> [Extract]:
Reboot required for countering State Capture

by | Jan 21, 2020 | General, State Capture Commission | 0 comments

By Paul Hoffmann*

In the midst of the maelstrom of evidence tumbling out of the ANC’s dirty linen basket at the State Capture Commission (SCC), albeit sullied by “stalingrading” and apparent errors in the SCC’s stuttering administration, it is timely to step back and consider the trajectory of the SCC and the country. The SCC has implicitly rejected entreaties that it publish an interim report and is unlikely to report finally before next year. That may be too late if the credible prognostications of the obviously well-qualified and superbly informed, but anonymous, “Professor” Balthazar are considered. The “professor” believes that constitutionalism is done for in SA if our trajectory is not changed for the better this year.

Paul Hoffman Accountability Now
Paul Hoffman

Countering State Capture effectively and efficiently is vital to the survival of constitutional democracy under the rule of law in SA. State Capture threatens the success of our developmental state that aspires to put in place governance that respects human dignity, promotes the achievement of equality and ensures the enjoyment of the various freedoms guaranteed to all in our Bill of Rights. Healthy transformative measures are needed to bring about that happy state, openly, accountably and responsively. While the spectre of State Capture lingers and the consequences of efforts at capture remain unaddressed, the future success of the country remains in jeopardy.

State capture is a term that was devised to describe the repurposing of governance in Russia so as to serve the agendas of the oligarchs who filled the power vacuum after the USSR was disbanded. A common definition is:

State capture is a type of systemic political corruption in which private interests significantly influence a state’s decision-making processes to their own advantage.

> [Dataset rows]:
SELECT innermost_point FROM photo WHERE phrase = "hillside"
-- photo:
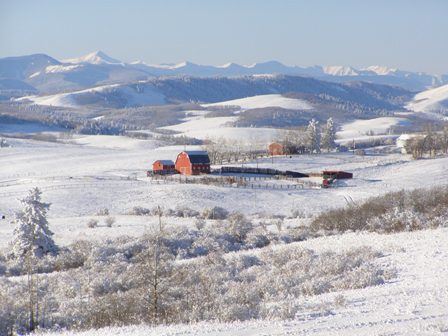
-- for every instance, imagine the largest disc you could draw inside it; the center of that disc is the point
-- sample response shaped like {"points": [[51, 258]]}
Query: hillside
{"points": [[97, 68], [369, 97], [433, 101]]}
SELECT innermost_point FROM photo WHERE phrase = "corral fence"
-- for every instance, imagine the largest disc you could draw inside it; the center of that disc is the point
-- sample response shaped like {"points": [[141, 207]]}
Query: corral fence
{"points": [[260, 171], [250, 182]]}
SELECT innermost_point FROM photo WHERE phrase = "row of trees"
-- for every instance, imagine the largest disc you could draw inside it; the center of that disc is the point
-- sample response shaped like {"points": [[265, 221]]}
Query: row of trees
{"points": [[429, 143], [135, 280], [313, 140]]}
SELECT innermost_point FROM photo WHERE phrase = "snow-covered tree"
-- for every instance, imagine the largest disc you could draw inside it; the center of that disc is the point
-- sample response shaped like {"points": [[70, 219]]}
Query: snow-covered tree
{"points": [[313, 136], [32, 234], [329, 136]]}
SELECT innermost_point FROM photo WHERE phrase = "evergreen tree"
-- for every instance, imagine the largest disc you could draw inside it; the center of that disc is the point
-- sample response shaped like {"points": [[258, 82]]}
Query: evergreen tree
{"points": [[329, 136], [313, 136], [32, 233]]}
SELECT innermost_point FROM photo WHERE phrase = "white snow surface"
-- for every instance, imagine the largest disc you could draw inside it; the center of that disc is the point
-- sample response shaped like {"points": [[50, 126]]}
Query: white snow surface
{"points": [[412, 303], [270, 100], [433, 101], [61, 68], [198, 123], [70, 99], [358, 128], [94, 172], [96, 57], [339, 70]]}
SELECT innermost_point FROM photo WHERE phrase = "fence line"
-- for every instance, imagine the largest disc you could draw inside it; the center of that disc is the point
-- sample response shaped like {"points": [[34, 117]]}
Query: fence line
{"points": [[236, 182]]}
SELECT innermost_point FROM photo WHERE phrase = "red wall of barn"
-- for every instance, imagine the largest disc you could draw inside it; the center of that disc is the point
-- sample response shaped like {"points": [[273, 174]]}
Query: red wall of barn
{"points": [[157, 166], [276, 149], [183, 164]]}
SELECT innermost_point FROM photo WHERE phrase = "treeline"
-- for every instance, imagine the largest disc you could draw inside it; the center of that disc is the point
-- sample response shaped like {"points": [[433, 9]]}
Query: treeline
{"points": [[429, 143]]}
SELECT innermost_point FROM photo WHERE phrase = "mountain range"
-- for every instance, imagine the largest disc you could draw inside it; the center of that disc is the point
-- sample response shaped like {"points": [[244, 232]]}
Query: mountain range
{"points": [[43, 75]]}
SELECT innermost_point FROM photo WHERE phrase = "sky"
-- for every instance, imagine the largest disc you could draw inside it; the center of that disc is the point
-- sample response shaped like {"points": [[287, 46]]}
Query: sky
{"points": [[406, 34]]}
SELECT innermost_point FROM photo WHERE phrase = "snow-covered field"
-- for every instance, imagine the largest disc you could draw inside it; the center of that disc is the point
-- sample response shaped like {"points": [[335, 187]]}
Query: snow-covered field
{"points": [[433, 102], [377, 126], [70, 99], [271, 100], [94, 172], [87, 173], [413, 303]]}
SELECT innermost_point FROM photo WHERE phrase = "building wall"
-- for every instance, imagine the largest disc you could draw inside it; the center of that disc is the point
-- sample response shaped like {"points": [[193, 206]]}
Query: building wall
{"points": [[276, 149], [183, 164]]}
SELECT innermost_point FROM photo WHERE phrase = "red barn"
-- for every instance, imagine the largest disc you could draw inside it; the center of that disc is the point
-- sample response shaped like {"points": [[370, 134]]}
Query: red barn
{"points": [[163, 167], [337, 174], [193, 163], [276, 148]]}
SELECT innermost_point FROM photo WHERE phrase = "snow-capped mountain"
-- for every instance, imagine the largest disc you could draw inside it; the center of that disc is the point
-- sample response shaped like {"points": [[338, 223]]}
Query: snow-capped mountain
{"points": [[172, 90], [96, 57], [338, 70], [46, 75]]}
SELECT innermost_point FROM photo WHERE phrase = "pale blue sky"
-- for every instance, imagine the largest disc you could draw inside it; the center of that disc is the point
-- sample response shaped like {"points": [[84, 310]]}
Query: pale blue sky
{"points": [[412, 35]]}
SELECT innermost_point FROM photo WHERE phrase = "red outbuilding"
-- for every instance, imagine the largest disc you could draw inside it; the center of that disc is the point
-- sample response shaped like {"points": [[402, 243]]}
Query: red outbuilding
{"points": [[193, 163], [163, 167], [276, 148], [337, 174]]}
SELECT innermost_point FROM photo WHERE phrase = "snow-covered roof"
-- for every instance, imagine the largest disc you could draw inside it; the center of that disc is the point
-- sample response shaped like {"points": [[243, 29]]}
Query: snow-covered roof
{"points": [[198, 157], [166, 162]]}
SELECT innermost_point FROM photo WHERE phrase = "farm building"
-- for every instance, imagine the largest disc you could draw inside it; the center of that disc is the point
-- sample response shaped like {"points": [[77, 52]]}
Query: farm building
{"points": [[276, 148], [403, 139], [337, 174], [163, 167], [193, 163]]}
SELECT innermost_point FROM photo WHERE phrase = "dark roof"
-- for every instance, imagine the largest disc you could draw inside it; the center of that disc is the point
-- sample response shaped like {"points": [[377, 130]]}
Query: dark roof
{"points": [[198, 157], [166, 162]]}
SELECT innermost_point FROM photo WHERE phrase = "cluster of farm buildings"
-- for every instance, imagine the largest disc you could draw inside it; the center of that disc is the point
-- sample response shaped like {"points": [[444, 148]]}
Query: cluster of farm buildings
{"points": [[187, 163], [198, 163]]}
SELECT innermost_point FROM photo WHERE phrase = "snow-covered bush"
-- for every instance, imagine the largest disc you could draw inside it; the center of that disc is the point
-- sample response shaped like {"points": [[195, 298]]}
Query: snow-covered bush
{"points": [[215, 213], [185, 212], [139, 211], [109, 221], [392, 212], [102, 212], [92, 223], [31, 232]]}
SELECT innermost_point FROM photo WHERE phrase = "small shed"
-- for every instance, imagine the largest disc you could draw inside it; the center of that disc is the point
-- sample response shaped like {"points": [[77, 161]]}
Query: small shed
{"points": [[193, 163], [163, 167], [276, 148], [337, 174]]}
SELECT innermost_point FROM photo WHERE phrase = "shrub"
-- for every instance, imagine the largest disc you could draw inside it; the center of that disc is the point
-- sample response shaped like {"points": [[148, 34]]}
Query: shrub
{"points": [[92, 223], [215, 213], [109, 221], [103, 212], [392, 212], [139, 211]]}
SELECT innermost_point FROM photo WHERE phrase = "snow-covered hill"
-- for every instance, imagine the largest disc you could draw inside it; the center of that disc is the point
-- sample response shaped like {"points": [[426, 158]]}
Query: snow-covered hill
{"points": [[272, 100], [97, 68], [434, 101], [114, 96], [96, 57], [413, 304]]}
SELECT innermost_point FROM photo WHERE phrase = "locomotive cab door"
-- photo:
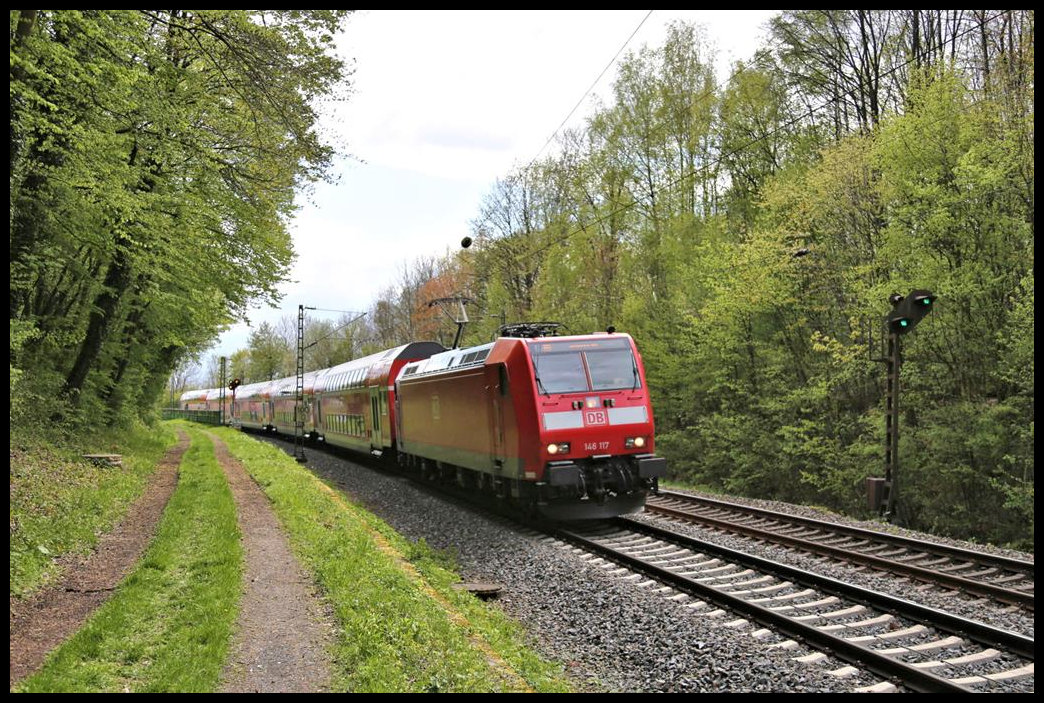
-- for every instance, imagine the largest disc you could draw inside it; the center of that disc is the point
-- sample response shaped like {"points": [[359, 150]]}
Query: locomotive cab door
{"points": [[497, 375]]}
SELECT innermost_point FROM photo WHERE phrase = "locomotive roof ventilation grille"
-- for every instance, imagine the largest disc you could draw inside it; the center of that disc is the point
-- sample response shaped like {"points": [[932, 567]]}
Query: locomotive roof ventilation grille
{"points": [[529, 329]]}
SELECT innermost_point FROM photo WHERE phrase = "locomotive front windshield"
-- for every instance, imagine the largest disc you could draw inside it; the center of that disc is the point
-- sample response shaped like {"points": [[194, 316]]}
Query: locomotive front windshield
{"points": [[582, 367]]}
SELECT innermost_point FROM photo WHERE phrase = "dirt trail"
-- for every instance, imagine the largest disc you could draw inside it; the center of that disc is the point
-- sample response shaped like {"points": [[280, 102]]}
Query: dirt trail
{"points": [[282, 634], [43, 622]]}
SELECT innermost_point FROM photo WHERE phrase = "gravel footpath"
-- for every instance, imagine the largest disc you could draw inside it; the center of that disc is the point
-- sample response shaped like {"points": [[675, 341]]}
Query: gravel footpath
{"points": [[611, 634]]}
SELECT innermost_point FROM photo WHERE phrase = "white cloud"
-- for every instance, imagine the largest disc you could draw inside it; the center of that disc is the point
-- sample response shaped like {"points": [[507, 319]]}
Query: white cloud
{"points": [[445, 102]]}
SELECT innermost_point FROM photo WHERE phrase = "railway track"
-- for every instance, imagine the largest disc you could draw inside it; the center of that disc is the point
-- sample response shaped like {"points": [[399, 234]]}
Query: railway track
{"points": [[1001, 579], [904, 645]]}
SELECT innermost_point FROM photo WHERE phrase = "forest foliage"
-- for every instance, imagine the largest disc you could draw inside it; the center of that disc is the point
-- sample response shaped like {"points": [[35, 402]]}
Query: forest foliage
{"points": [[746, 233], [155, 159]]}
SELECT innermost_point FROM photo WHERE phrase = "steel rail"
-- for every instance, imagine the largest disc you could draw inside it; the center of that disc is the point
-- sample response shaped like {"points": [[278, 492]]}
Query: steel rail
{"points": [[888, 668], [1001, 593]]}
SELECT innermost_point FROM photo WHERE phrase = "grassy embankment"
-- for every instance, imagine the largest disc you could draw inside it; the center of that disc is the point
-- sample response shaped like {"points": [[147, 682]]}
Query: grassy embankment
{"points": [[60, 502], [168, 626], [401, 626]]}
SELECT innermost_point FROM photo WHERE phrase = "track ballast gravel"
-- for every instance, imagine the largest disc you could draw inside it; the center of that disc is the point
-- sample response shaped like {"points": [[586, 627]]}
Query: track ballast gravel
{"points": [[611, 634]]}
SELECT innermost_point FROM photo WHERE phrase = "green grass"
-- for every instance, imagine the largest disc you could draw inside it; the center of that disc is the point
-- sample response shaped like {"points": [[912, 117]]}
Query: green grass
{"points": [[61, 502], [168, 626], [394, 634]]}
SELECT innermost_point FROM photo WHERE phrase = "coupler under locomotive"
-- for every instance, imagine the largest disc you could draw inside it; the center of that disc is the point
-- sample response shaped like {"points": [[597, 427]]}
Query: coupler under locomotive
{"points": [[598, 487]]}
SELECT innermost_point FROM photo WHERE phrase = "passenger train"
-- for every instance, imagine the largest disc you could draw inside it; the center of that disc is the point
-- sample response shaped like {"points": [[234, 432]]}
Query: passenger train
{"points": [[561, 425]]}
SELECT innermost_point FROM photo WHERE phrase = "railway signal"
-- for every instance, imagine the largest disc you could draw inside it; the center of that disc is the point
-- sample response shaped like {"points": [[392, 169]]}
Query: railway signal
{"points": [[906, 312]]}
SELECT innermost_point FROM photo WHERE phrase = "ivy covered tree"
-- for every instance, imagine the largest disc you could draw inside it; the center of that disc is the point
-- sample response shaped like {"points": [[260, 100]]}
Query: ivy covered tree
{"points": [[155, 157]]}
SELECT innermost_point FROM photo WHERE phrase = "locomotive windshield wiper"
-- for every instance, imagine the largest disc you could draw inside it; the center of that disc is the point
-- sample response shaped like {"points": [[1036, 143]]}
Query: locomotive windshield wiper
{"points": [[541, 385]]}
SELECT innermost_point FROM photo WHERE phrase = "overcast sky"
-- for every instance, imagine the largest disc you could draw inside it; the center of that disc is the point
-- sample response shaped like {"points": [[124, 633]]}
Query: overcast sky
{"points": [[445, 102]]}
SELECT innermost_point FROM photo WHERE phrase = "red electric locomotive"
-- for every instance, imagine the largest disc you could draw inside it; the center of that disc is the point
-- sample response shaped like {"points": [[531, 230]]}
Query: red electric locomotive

> [Problem set]:
1/ From the article on countering state capture, repeat the passage between "State capture is a" and "their own advantage.", inclusive.
2/ Answer these questions using the article on countering state capture.
(a) The term "state capture" was first devised to describe the repurposing of governance in which country?
(b) Before when is the State Capture Commission unlikely to report finally?
(c) According to "Professor" Balthazar, what will happen to constitutionalism in SA if its trajectory is not changed for the better this year?
3/ Continue the article on countering state capture from the point where it stops.
The records above are separate from the article on countering state capture.

> [In response]:
1/
State capture is a type of systemic political corruption in which private interests significantly influence a state’s decision-making processes to their own advantage.

2/
(a) Russia.
(b) Before next year.
(c) Constitutionalism will be done for.

3/
While it is stoutly disputed that the Zuma, Gupta and Watson families were involved in the capture of the SA state, the repurposing of governance to serve the interests of the ANC is surely proven and needs to be addressed. Examples abound. As Stephen Grootes has observed:

“The electricity crisis is entirely the fault of the ANC, no one else. For the moment it appears, there is still no strong enough desire to fix it. If that doesn’t change soonest, life in South Africa will turn dramatically worse.”

It is well-documented that Hitachi, which partnered illegally with the ANC to tender for the building of Eskom’s gigantic boilers at the Medupi power station, has been heavily fined in the USA for doing so. The ANC made billions of rand on the deal, funds that would come in handy for keeping the lights on now, but the ANC makes no effort to “pay back the money” and continues to enjoy complete impunity. The Hitachi Power Africa deal, in which the ANC participated via its investment entity, Chancellor House, has received no public scrutiny at the SCC.

Andrew Feinstein, a former ANC MP, has credibly revealed that the 1999 ANC election campaign was funded in part by the proceeds of the ill-starred arms deals that the ANC government negotiated with various European arms dealers. He was precluded from giving evidence at the Seriti commission of inquiry and his evidence has not featured yet at the SCC. Using ill-gotten public money to fund an election campaign of a private political party is a prime example of state capture. The exculpatory findings of the Seriti Commission have been set aside on judicial review, very properly so, but both the state and the SCC remain passive in the face of this development.

The ANC’s pursuit of its national democratic revolution (NDR) is central to the malaise in the country. The (unconstitutional and illegal) underlying idea behind the revolution is to secure hegemonic control of all the levers of power in the country. This striving goes way beyond the public administration and the state owned enterprises. The way in which the idea finds expression is through the work of cadre deployment committees at ANC headquarters in Luthuli House. The deputy president of the ANC (since 1994 also deputy president of the country) chairs cadre deployment deliberations for the purpose of rewarding the loyalty of ANC cadres and for securing the hegemonic control desired. This process is carried out irrespective of whether the national Constitution and law require independence such as in institutions like the judiciary, the NPA, the Chapter Nine organisations and the Hawks. Indeed, independence is the antithesis of the hegemony sought by the NDR.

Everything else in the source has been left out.